» Request 1: Using the notebook code below, explain what the recombine function is for, as its docstring describes it.

[Start Source excerpt]

In [1]:
import numpy as np
import pandas as pd
import pickle
import matplotlib.pyplot as plt

from sklearn.feature_extraction.text import CountVectorizer, TfidfTransformer
from sklearn.linear_model import LogisticRegression, LogisticRegressionCV

from keras import backend as K
from keras import initializers
from keras.engine.topology import Layer
from keras.utils.np_utils import to_categorical
from keras.models import load_model
from keras.utils import CustomObjectScope
from tensorflow import matmul

%matplotlib inline

Using TensorFlow backend.


In [2]:
with open('data_final/aws_data/X_train.pkl', 'rb') as infile:
    X_train = pickle.load(infile)
    
with open('data_final/aws_data/X_val.pkl', 'rb') as infile:
    X_val = pickle.load(infile)

with open('data_final/aws_data/X_test.pkl', 'rb') as infile:
    X_test = pickle.load(infile)

with open('data_final/aws_data/y_train.pkl', 'rb') as infile:
    y_train = pickle.load(infile)
    
with open('data_final/aws_data/y_val.pkl', 'rb') as infile:
    y_val = pickle.load(infile)

with open('data_final/aws_data/y_test.pkl', 'rb') as infile:
    y_test = pickle.load(infile)

In [3]:
def recombine(array):
    '''
    Rejoins the lists of words in the articles pre-formatted for training into a single string.
    
    Returns: String containing all the words in an article that was pre-formatted.
    '''
    return [' '.join(' '.join(sent) for sent in array)][0]

In [4]:
data = X_val.apply(recombine)
data = data.append(X_train.apply(recombine))
labels = y_val.append(y_train)

In [5]:
sample_data = data.sample(20000)
sample_indices = sample_data.index
sample_labels = labels[sample_indices]

In [6]:
counter = CountVectorizer(decode_error='ignore', strip_accents='unicode', max_features=50000)
counter.fit(data)
sample_data_counts = counter.transform(sample_data)

In [7]:
Cs = list(np.logspace(-4, 1, num=11))
clf = LogisticRegressionCV(Cs=Cs, solver='sag', cv=5)
tfidf = TfidfTransformer()
tfidf.fit(data_counts)
lrcv = clf.fit(X=tfidf.transform(sample_data_counts), y=sample_labels)
lrcv.C_

array([ 3.16227766])

In [8]:
#  Since the best value determined for C was the greatest of the values tried, run again with larger values
np.random.seed(3)
Cs = list(np.linspace(1, 10, num=10))
clf = LogisticRegressionCV(Cs=Cs, solver='sag', cv=5)
lrcv = clf.fit(X=tfidf.fit_transform(sample_data_counts), y=sample_labels)
lrcv.C_

array([ 4.])

In [9]:
Cs = list(np.linspace(1, 5, num=5))

[End Source excerpt]
[Start Records provided]

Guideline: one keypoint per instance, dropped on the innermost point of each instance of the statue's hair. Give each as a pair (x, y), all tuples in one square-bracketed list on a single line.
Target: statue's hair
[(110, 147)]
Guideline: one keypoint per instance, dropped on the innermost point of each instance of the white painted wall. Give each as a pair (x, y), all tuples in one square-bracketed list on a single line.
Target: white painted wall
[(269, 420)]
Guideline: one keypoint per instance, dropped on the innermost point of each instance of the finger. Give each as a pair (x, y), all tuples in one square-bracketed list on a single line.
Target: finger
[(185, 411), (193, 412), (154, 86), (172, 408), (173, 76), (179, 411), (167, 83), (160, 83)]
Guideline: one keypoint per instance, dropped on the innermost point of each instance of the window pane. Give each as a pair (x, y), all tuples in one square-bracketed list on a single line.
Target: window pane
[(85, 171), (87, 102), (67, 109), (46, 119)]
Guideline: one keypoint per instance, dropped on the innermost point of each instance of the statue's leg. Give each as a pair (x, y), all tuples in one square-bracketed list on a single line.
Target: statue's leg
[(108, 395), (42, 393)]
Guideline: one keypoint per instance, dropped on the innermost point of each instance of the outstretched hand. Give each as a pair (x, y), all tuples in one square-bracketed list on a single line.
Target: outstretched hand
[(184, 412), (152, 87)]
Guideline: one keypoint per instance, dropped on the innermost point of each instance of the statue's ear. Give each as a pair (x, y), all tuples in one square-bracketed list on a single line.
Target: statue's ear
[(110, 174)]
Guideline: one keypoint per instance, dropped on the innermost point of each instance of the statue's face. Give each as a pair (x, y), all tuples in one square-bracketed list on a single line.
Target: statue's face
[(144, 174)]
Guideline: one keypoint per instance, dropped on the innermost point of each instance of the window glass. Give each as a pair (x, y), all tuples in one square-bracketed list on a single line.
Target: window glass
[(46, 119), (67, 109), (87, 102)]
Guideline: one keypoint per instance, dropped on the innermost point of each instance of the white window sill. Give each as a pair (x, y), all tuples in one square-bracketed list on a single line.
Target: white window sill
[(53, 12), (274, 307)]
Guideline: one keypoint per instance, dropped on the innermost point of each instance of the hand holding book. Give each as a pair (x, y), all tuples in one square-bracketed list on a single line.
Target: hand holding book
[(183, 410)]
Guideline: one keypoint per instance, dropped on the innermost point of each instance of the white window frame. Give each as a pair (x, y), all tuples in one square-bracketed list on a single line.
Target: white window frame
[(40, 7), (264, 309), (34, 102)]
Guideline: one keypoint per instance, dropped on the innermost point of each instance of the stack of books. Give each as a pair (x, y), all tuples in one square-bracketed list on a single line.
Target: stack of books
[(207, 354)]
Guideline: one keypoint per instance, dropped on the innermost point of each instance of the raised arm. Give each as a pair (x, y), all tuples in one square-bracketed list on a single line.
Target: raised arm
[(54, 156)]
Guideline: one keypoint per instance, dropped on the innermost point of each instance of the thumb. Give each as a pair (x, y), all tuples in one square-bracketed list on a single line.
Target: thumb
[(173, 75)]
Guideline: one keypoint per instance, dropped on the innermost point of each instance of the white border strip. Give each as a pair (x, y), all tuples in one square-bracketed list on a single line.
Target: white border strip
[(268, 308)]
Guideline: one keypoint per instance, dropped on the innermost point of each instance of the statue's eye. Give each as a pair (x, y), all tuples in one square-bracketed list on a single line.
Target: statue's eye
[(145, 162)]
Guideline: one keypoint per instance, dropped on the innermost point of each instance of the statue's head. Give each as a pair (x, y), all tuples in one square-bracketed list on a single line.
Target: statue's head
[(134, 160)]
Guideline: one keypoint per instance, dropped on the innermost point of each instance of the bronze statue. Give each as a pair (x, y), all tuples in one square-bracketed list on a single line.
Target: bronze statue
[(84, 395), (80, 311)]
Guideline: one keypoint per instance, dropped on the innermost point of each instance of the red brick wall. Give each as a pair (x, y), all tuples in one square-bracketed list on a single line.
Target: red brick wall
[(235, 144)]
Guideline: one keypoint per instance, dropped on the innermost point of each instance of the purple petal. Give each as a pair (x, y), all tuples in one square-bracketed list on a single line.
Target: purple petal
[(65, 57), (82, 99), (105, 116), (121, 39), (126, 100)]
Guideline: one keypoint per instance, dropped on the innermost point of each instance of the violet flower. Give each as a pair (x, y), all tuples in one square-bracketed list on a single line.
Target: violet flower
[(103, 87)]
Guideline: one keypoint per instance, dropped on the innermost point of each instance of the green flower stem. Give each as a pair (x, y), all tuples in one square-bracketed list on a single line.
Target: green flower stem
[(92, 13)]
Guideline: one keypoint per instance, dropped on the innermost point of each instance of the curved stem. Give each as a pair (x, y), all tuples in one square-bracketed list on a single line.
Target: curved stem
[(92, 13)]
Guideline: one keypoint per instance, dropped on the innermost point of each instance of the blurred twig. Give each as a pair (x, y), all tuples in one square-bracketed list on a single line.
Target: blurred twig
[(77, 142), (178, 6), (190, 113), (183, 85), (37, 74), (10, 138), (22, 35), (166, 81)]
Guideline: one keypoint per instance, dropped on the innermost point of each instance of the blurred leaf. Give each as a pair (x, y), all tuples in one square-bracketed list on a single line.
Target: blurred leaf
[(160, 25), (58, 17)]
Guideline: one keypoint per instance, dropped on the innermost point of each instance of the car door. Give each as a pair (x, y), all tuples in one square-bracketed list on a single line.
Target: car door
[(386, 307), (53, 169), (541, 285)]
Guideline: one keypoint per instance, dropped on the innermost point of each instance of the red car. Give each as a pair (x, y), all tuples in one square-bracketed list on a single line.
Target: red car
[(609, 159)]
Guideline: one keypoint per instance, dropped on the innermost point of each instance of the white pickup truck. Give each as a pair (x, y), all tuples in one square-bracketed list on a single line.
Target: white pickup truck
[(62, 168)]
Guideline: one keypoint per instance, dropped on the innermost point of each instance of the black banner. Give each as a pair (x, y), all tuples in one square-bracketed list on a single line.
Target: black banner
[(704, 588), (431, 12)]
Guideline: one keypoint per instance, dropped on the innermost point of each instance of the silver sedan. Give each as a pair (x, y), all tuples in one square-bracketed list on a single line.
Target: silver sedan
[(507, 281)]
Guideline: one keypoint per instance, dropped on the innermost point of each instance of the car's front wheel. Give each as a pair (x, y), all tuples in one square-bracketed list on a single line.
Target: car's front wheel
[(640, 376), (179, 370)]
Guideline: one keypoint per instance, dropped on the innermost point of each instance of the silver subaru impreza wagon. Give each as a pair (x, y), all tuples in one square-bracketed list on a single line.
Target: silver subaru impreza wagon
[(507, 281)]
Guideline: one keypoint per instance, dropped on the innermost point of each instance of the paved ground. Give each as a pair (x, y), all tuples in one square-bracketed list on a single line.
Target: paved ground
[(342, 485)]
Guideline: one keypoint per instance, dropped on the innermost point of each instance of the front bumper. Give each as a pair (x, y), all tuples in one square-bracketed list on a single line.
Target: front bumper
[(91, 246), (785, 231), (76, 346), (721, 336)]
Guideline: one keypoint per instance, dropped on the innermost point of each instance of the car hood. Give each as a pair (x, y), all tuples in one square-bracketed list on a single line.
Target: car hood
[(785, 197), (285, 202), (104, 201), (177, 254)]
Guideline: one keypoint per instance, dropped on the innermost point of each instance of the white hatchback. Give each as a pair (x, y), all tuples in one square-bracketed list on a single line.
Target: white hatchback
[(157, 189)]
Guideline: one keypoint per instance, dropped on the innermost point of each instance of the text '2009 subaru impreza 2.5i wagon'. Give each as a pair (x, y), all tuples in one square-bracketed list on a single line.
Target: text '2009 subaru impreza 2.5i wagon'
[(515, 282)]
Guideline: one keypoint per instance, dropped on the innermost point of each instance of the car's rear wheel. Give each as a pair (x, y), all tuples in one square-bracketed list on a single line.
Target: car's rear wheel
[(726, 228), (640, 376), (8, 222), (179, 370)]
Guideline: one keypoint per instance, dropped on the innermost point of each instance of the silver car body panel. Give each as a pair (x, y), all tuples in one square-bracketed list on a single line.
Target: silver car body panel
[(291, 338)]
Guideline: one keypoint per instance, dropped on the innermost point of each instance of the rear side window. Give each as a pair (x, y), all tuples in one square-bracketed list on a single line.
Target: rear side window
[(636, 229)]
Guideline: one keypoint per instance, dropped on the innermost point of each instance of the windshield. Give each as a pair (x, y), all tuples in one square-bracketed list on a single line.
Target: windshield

[End Records provided]

» Request 2: Rescale the entries between the line holding "of the purple" and the line holding "[(65, 57), (82, 99), (105, 116), (121, 39), (126, 100)]", inclusive, and write those lines out again in full. Multiply every coordinate in the answers by 0.6 and round to whole numbers, with halves going up.

» Task solution 1: The articles had been pre-formatted for training as lists of words. The recombine function joins those words back together, returning one string that holds all the words of an article.

» Task solution 2:
Guideline: one keypoint per instance, dropped on the innermost point of each instance of the purple petal. Give each as a pair (x, y), all tuples in one square-bracketed list on a single line.
Target: purple petal
[(39, 34), (49, 59), (63, 70), (73, 23), (76, 60)]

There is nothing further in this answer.